(Data items)
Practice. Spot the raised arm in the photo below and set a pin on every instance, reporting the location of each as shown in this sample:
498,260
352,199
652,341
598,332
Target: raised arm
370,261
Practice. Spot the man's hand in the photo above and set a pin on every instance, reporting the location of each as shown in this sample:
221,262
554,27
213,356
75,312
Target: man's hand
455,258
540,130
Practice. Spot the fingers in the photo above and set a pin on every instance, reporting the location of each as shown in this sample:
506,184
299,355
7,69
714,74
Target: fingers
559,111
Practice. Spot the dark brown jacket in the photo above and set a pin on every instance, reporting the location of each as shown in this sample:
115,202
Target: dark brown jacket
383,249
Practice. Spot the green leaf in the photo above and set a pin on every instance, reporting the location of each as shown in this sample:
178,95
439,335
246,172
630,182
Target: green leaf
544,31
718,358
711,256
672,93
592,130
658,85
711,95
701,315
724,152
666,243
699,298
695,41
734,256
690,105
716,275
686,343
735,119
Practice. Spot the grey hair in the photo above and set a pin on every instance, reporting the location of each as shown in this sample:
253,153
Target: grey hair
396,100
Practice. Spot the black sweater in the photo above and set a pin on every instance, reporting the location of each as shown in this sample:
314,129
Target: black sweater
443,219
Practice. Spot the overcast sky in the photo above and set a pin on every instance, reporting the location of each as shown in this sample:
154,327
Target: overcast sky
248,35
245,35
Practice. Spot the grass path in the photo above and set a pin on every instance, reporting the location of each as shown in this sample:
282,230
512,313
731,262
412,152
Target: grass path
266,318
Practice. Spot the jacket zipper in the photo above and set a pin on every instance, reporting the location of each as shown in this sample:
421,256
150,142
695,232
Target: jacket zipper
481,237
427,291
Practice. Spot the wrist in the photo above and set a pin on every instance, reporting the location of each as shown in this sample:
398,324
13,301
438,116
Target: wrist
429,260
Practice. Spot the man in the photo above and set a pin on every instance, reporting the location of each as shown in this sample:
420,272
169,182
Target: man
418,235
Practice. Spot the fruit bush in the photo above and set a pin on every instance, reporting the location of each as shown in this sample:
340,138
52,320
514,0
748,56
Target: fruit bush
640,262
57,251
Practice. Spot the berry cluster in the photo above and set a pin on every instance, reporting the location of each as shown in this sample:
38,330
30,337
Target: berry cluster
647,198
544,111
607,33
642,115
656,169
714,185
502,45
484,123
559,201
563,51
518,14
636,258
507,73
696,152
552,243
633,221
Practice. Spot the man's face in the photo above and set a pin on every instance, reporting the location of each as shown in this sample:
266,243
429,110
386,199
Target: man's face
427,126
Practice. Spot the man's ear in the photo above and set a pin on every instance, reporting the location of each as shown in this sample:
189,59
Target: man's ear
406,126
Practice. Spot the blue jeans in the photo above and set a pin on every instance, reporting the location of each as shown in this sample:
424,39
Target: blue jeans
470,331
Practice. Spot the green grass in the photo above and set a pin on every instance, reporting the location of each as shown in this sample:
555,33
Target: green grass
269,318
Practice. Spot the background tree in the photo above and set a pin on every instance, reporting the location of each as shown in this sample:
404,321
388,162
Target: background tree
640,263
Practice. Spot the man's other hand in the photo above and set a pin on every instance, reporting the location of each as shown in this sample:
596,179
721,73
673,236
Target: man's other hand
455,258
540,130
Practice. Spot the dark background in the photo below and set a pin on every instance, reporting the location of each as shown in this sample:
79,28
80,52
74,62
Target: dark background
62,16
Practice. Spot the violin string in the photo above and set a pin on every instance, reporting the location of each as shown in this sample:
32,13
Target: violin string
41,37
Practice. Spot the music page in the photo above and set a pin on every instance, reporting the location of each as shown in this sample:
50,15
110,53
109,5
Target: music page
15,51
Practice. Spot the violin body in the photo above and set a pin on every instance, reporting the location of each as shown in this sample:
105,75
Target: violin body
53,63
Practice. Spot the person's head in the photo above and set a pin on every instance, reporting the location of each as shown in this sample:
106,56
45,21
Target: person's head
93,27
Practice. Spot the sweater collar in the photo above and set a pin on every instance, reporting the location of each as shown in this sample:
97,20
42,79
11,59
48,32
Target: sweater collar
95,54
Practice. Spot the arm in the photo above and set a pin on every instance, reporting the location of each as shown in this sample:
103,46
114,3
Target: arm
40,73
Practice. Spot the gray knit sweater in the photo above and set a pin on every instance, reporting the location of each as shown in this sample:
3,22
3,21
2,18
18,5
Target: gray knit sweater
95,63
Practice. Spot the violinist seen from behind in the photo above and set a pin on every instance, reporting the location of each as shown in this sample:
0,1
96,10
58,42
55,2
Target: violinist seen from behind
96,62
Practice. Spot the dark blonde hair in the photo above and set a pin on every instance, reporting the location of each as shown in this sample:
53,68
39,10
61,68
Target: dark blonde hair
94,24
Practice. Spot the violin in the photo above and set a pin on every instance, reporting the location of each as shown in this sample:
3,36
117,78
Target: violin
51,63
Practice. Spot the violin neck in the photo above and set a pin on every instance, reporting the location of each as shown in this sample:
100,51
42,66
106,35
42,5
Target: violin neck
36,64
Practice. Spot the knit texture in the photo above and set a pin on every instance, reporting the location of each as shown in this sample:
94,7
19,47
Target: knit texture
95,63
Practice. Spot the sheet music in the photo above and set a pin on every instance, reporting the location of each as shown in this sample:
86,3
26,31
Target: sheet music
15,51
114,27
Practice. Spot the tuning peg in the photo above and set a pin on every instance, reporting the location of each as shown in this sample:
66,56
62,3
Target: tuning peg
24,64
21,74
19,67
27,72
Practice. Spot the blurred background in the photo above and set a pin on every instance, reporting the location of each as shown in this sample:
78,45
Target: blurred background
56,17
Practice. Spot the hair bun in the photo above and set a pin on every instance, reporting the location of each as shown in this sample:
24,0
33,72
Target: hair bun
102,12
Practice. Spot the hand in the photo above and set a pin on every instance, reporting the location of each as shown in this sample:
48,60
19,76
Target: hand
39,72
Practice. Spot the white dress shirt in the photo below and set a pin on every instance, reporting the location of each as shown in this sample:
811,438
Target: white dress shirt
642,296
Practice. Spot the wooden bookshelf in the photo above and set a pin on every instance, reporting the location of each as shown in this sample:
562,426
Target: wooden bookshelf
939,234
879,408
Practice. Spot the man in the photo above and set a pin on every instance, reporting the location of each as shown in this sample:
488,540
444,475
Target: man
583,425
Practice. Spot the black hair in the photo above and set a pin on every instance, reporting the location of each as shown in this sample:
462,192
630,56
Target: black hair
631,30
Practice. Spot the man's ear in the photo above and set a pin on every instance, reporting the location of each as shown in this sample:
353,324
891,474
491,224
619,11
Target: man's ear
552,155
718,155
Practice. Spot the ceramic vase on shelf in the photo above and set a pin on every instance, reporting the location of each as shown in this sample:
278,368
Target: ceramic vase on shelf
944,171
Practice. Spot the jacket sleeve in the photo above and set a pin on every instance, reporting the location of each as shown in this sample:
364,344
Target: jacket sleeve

◆ **SET TASK**
Reproduce the entries above in full, verbatim.

◆ **WRITTEN SOLUTION**
Practice. Spot the raised arm in the photo below and set a pin on every instance, reporting the location of each as shown in this sample:
498,260
352,199
652,341
598,332
Target: raised arm
370,261
Practice. Spot the man's hand in the photo above and set a pin on every instance, reporting the location of each as shown in this sample:
221,262
554,27
213,356
75,312
Target: man's hand
455,258
540,130
Practice. Spot the fingers in the photo above and set a pin on every instance, reporting the location of each as shown in this sample:
506,184
299,355
7,69
714,74
Target: fingers
559,111
Practice. Spot the dark brown jacket in the photo above and set a pin on every instance, reporting the location of each as shown in this sample:
115,202
Target: dark brown jacket
383,249
Practice. Spot the green leaf in the photo above and set a pin on every instance, reporting the location of each as shown in this sample:
178,95
439,335
246,172
630,182
Target: green leaf
544,31
718,358
711,256
672,93
592,130
658,85
711,95
701,315
724,152
666,243
699,298
695,41
734,256
690,105
716,275
686,343
735,119
Practice. Spot the grey hair in the photo above and set a pin on every instance, reporting the location of each as shown in this sample:
253,153
Target: grey hair
396,100
Practice. Spot the black sweater in the photo above and set a pin on every instance, reporting the location of each as shown in this sample:
314,129
Target: black sweater
443,219
Practice. Spot the overcast sky in the photo above and set a pin on every instance, reporting the location of each as shown in this sample:
154,327
Target: overcast sky
248,35
245,35
Practice. Spot the grass path in the photo above and set a pin on every instance, reporting the location of each as shown in this sample:
282,230
512,313
731,262
412,152
Target: grass path
266,318
Practice. Spot the jacket zipper in the photo above and set a pin on every instance, reporting the location of each as shown in this sample:
421,256
150,142
695,232
Target: jacket zipper
481,237
427,291
Practice. Spot the wrist in the photo above and set a pin on every instance, reporting the location of each as shown in this sample:
398,324
13,301
438,116
Target: wrist
429,260
Practice. Spot the man in the photo above and set a pin on every instance, reporting the location of each as shown in this sample:
420,272
169,182
Target: man
418,235
Practice. Spot the fruit bush in the photo above and set a pin on every instance, reporting the location of each as shown in this sample:
340,138
52,320
514,0
748,56
Target: fruit bush
640,262
57,251
Practice. Spot the berry cluster in the photo above and set a pin on every instance, reporting the location of each as shown in this sample:
38,330
30,337
Target: berry cluster
647,198
544,111
607,33
642,115
656,169
714,185
502,45
484,123
559,201
563,51
518,14
636,258
507,73
696,152
552,243
633,221
Practice. Spot the man's face in the photo above and set a pin on every instance, reporting the location of each as shown in this sample:
266,243
429,110
386,199
Target: man's face
427,126
Practice. Spot the man's ear in the photo above and set a pin on every instance, reporting the location of each as shown in this sample:
189,59
Target: man's ear
406,126
Practice. Spot the blue jeans in the photo above and set a pin on every instance, reporting the location of each as shown in this sample:
424,39
Target: blue jeans
470,331
Practice. Spot the green grass in the photo above and set a pin on every instance, reporting the location of each as shown in this sample:
555,33
Target: green grass
269,318
Practice. Spot the background tree in the photo above and set a pin on every instance, reporting the location of each as shown in this sample:
404,321
388,162
Target: background tree
640,263
Practice. Spot the man's other hand in the photo above and set a pin on every instance, reporting the location of each as shown in this sample:
596,179
721,73
673,236
Target: man's other hand
455,258
540,130
Practice. Spot the dark background in the photo below and set a pin on every instance, reporting the location of each as shown in this sample:
79,28
80,52
74,62
Target: dark background
62,16
Practice. Spot the violin string in the photo above and set a pin on every instance, reporting the location of each as shown in this sample:
32,13
Target: violin string
41,37
Practice. Spot the music page in the photo above and set a pin on every instance, reporting the location of each as shown in this sample:
50,15
110,53
109,5
Target: music page
15,51
Practice. Spot the violin body in the photo above and set a pin on every instance, reporting the location of each as shown in this sample:
105,75
Target: violin body
53,63
Practice. Spot the person's head in the photo above and set a pin on every instance, reporting the location of each as shown in this sample:
106,56
45,21
Target: person's head
93,27
Practice. Spot the sweater collar in the photo above and set a pin on every instance, reporting the location of each as shown in this sample:
97,20
42,79
11,59
48,32
Target: sweater collar
95,54
Practice. Spot the arm in the photo above and set a pin on every instance, reporting the location of each as shown in this sample:
103,46
114,3
Target: arm
40,73
Practice. Spot the gray knit sweater in the photo above and set a pin on every instance, reporting the location of each as shown in this sample:
3,22
3,21
2,18
18,5
Target: gray knit sweater
95,63
Practice. Spot the violinist seen from behind in the photo above and set a pin on every instance, reporting the location of each as shown in this sample:
0,1
96,10
58,42
55,2
Target: violinist seen from behind
96,62
Practice. Spot the dark blonde hair in the photo above and set a pin on every instance, reporting the location of each as shown in this sample:
53,68
39,10
61,68
Target: dark blonde hair
94,24
Practice. Spot the violin in the photo above and set a pin on every instance, reporting the location of each as shown in this sample:
3,36
117,78
Target: violin
51,63
Practice. Spot the violin neck in the photo above and set a pin on every instance, reporting the location of each as shown in this sample:
100,51
42,66
106,35
42,5
Target: violin neck
36,64
Practice. Spot the knit texture in the photo above and set a pin on every instance, reporting the location of each as shown in this sample:
94,7
19,47
Target: knit texture
95,63
Practice. Spot the sheet music in the photo above and set a pin on every instance, reporting the location of each as shown in this sample:
86,3
26,31
Target: sheet music
15,51
114,27
Practice. Spot the tuning peg in the photo above and set a pin on every instance, reporting the location of each as shown in this sample:
66,56
62,3
Target: tuning peg
24,64
21,74
19,67
27,72
Practice. Spot the blurred background in the photo above and set a pin on every instance, reporting the location of each as shown in this sample:
78,45
Target: blurred background
56,17
Practice. Spot the hair bun in the photo above and set a pin on every instance, reporting the location of each as shown in this sample:
24,0
33,72
Target: hair bun
102,12
Practice. Spot the hand in the photo above and set a pin on every instance, reporting the location of each as shown in this sample:
48,60
19,76
Target: hand
39,72
Practice. Spot the white dress shirt in the photo below and set a pin on every instance, reporting the location of each as shown in this sample:
811,438
Target: white dress shirt
642,296
Practice. Spot the wooden bookshelf in the photo above and set a pin on every instance, reporting the location of each as shown in this sample:
562,426
Target: wooden bookshelf
939,234
879,408
Practice. Spot the man in the photo above and set a pin on every instance, reporting the location of each as shown in this sample:
488,540
444,475
Target: man
583,425
Practice. Spot the black hair in the photo above and set a pin on every instance, reporting the location of each as shown in this sample:
462,192
630,56
Target: black hair
631,30
Practice. Spot the man's ear in the photo above and set a pin on every instance, reporting the location of each as shown in this sample:
353,324
891,474
491,224
619,11
Target: man's ear
552,155
718,155
Practice. Spot the ceramic vase on shelf in the photo above and set a pin on every instance, reporting the location of each as shown in this sample:
278,368
Target: ceramic vase on shelf
944,171
Practice. Spot the jacket sleeve in the photo above and set a pin on every instance, reporting the location of each as shown in this sample:
364,344
Target: jacket sleeve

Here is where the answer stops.